**Selected extract**
^^^^

Several party-list organizations were delisted, added to the list, disqualified and re-listed in the run-up to the election, most notably LGBT party Ang Ladlad which secured a Supreme Court injunction preventing COMELEC from disqualifying them. Mikey Arroyo's nomination by Ang Galing Pinoy, a party representing tricycle drivers and security guards, and other personalities of the Arroyo administration that were nominated by supposedly underrepresented sectors had also been questioned.

Defeated incumbents

Open seat gains 
 Antipolo's 2nd legislative district (Independent gain)
 Bacolod's legislative district (NPC gain)
 Basilan's legislative district (Independent gain)
 Batangas's 1st legislative district (Liberal gain)
 Batangas's 3rd legislative district (PMP gain)
 Benguet's legislative district (Liberal gain)
 Bohol's 1st legislative district (LDP gain)
 Bohol's 2nd legislative district (Nacionalista gain)
 Bukidnon's 2nd legislative district (Lakas Kampi CMD gain)
 Bulacan's 3rd legislative district (Liberal gain)
 Bulacan's 4th legislative district (Liberal gain)
 Cagayan's 3rd legislative district (Lakas Kampi CMD gain)
 Cagayan de Oro's 1st legislative district (PMP gain)
 Cebu City's 2nd legislative district (Liberal gain)
 Ilocos Norte's 1st legislative district (Nacionalista gain)
 Ilocos Norte's 2nd legislative district (KBL gain)
 Lanao del Norte's 1st legislative district (Lakas Kampi CMD gain)
 Leyte's 4th legislative district (Liberal gain)
 Marinduque's legislative district (Lakas Kampi CMD gain)
 Misamis Oriental's legislative district (PMP gain)
 North Cotabato's 2nd legislative district (Lakas Kampi CMD gain)
 Pangasinan's 4th legislative district (NPC gain)
 Parañaque's 1st legislative district (Liberal gain)
 Pateros/Taguig's legislative district (Liberal gain)
 Quezon City's 1st legislative district (Liberal gain)
 San Juan's legislative district (PMP gain)
 Sarangani's legislative district (Nacionalista gain)
 Sorsogon's 2nd legislative district (Liberal gain)
 South Cotabato's 2nd legislative district (NPC gain)
 Tarlac's 1st legislative district (NPC gain)

Results

District elections 

In district elections, the candidate with the highest number of votes in the district wins that district's seat.
Even prior to the election when Lakas Kampi CMD members switched parties to either the Liberals or the Nacionalistas, they still suffered the biggest seat losses, although they still retained the plurality of seats in the House. The Liberals and Nacionalistas all gained seats but will not surpass the number of Lakas Kampi's seats. Lakas Kampi also tallied the most votes, but had a disproportionate number of seats won (38% of the vote as compared to 45% of the district seats).

A total of seven independents won in the House.

^^^^

**Data records**

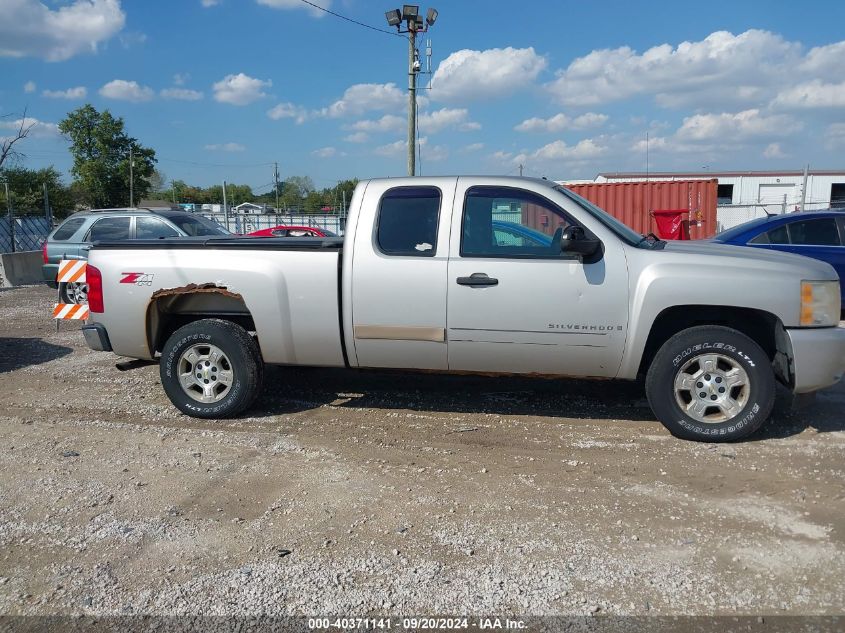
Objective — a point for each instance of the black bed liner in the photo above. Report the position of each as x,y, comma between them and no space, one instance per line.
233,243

^^^^

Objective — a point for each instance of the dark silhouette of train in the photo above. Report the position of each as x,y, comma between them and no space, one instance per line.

^^^^

**Things to do**
**1.** According to the passage on the House election, which party-list organization secured a Supreme Court injunction preventing COMELEC from disqualifying it?
**2.** Pick up the passage on the House election after its last sentence and carry it forward.

**Results of the exercise**
**1.** Ang Ladlad, an LGBT party.

**2.**
Party-list election 

In party-list elections, parties nominate three persons to be their candidates, ranked in order of which they will be seated if elected.

Candidates from the district elections are not allowed to be nominated by the parties participating in the party-list election, nor are parties who have candidates in the district elections may be allowed to join the party-list election; the parties in the party-list election must represent a distinct "sector" in the society such as women, laborers and the like.

In the election, the voter elects the party, not the nominees of the party (closed list). If the party surpasses 2% of the national vote, the person first nominated by the party will be seated. Additional seats can be won depending on the number of votes the party garnered in the election (see the formula), although a party can only win up to three seats. If there are still empty seats, parties with less than 2% of the vote will be ranked in descending order, then will have one seat each until all of the seats have been filled up.

On May 31, the leading parties in the party-list election were declared by the commission as winners; deferred are the parties (not nominees) that have pending disqualification cases against them. According to Ang Galing Pinoy's proclamation, the party of incumbent Pampanga 2nd district representative Mikey Arroyo was recalled as Arroyo has a pending disqualification notice against him, and he is their No. 1 nominee.

 Key: Italicized: incumbent representative; boldfaced: elected representative.

Details 

Shading refers to the party that won a plurality of seats:

Aftermath 

Several congressmen-elect have already defected to the Liberal Party as response to Noynoy Aquino's victory in the presidential election. This comes as Negros Occidental representative Iggy Arroyo said that Lakas Kampi CMD has the number to elect his sister-in-law and representative-elect President Gloria Macapagal Arroyo as speaker as she is pushed by to run for the speakership. Congressman-elect and former speaker Feliciano Belmonte Jr. (formerly of Lakas Kampi) has emerged to be the Liberal Party's leading candidate for speaker. The anti-Arroyo representatives have formed the Conscience and Reform (CORE) coalition to strengthen their ranks.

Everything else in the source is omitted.